── Data to use

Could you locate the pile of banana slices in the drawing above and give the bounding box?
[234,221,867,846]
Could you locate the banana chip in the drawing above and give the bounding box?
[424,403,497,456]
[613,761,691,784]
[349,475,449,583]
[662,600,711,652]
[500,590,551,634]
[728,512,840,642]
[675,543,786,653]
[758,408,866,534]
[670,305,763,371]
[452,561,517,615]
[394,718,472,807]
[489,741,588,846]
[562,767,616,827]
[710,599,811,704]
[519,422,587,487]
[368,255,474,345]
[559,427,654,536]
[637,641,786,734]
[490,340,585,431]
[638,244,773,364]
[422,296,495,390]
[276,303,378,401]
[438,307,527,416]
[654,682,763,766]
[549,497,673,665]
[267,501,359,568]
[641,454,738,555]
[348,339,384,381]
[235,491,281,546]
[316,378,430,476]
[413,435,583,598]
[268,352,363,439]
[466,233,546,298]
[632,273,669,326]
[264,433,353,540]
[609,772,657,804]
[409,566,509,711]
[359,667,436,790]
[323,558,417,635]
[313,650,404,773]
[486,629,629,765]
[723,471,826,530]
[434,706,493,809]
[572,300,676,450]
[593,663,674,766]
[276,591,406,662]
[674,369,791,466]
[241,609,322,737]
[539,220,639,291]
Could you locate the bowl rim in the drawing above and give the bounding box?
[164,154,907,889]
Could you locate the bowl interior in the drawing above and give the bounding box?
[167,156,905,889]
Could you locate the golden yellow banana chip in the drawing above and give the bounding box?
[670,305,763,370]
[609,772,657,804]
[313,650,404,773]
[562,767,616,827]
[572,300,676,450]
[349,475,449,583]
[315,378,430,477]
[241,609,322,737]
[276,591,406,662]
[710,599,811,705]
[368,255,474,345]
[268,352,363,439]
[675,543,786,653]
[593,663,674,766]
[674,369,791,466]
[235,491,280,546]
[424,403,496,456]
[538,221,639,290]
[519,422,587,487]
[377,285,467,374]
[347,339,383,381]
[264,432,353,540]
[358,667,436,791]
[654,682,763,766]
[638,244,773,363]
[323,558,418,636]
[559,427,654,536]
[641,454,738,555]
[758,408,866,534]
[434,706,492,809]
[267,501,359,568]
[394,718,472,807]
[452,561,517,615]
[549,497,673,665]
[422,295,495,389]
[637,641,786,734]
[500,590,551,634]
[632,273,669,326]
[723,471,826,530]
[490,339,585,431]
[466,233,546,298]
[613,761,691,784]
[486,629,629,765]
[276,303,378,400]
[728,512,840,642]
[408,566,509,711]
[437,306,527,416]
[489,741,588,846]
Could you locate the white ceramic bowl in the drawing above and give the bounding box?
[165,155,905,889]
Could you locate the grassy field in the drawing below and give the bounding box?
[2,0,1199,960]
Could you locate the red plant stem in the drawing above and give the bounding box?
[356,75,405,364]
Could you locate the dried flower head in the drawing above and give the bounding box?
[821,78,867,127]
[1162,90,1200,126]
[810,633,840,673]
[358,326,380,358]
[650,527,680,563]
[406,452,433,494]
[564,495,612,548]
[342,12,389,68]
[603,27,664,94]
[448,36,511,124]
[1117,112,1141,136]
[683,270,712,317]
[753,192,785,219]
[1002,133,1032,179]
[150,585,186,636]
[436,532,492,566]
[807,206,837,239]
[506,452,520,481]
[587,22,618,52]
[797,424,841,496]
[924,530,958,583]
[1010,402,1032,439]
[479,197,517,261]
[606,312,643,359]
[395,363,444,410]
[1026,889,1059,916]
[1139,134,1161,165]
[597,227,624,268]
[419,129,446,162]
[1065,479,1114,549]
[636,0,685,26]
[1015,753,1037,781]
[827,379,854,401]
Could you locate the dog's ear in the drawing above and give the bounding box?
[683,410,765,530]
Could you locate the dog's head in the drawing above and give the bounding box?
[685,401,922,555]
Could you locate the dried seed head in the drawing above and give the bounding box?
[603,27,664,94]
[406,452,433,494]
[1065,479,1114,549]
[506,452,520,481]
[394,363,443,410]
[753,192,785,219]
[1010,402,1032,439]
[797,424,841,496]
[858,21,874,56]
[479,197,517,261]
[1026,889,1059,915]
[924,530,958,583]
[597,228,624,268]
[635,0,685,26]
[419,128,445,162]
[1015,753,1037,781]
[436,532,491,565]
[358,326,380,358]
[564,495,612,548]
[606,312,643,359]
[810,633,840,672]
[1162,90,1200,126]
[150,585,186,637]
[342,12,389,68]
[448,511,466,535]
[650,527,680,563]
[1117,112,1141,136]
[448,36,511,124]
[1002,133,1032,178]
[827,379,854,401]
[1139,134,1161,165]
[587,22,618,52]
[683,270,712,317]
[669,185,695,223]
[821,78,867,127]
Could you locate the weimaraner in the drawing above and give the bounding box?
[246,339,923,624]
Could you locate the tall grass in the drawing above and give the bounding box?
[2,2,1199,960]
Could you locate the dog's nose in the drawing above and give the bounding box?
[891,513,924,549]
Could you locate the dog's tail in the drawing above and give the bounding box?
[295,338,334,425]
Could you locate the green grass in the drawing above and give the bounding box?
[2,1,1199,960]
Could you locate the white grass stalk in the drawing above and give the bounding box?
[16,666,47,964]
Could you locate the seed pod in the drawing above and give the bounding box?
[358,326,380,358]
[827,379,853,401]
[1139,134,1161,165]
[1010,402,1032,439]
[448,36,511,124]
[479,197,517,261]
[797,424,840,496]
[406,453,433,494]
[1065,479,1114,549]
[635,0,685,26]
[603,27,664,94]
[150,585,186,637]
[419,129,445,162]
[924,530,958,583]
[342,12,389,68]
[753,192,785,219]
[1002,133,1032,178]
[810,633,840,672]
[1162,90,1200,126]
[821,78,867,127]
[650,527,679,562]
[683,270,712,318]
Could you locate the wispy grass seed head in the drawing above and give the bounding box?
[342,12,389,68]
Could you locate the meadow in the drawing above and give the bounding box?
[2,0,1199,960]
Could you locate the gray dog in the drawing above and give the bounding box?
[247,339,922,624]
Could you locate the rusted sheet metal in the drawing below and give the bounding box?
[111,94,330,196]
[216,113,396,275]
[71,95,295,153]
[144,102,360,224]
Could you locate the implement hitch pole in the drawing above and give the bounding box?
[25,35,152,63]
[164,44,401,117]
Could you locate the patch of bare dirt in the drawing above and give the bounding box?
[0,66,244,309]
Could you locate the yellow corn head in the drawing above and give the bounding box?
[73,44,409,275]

────

▶ **Task to carry out**
Write out the lines of the records exactly, starting at the one holding "Could you locate the yellow" and ending with the last line, and include no others.

▶ **Task result**
Could you locate the yellow corn head in the drawing above and give the bounding box?
[73,44,409,275]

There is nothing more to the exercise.